--- start ---

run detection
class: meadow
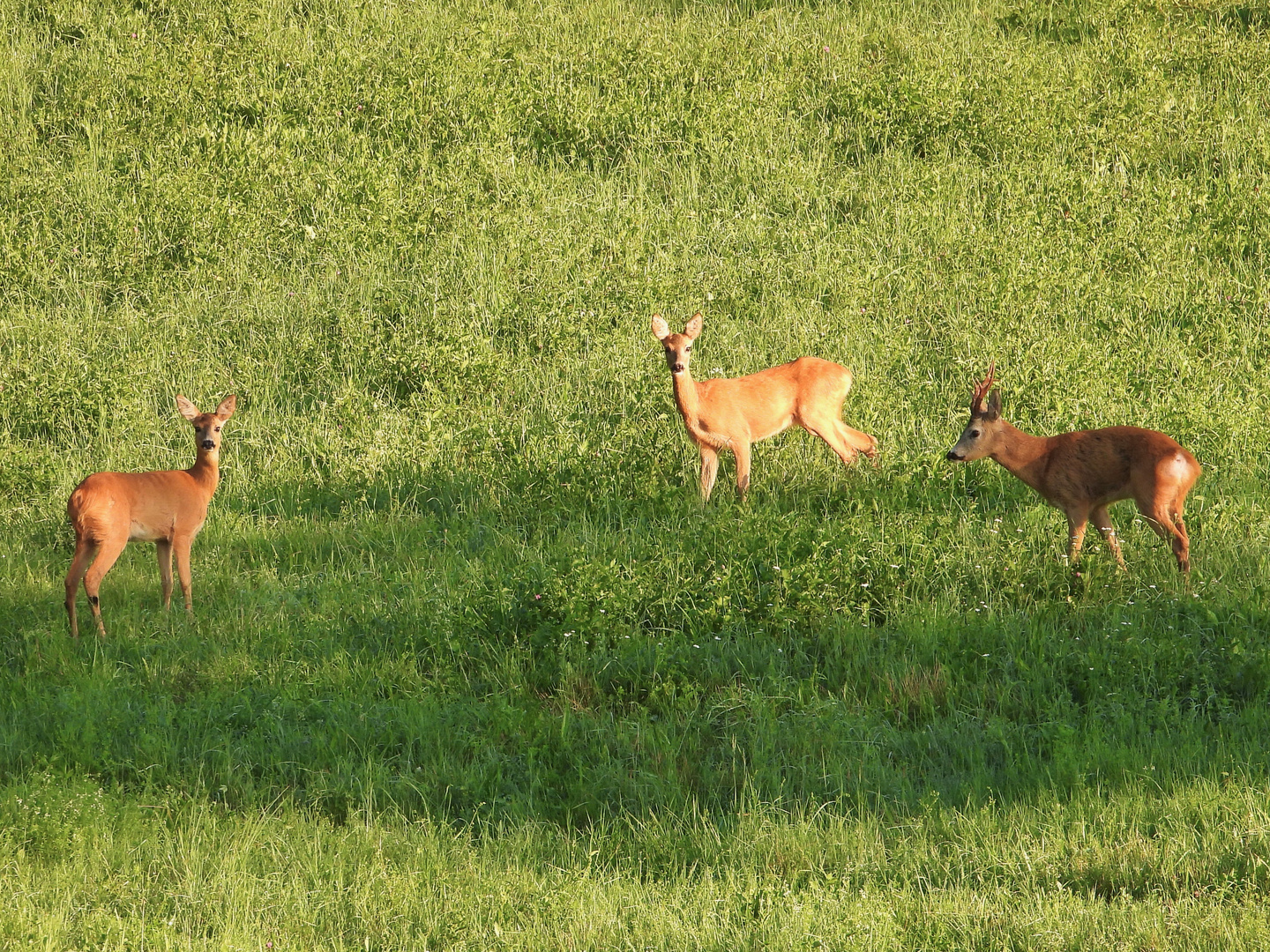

--- end ---
--- start ---

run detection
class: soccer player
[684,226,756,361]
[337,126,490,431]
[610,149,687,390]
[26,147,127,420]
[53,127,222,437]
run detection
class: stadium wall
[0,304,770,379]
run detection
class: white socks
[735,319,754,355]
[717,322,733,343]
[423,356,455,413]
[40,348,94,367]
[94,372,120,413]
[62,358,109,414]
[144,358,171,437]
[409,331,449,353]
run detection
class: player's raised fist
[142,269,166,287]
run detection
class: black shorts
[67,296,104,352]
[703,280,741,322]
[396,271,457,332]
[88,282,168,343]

--- end ---

### THE TASK
Copy out every line above that contains the string "player".

### RESPONSE
class: soccer player
class: player's raised fist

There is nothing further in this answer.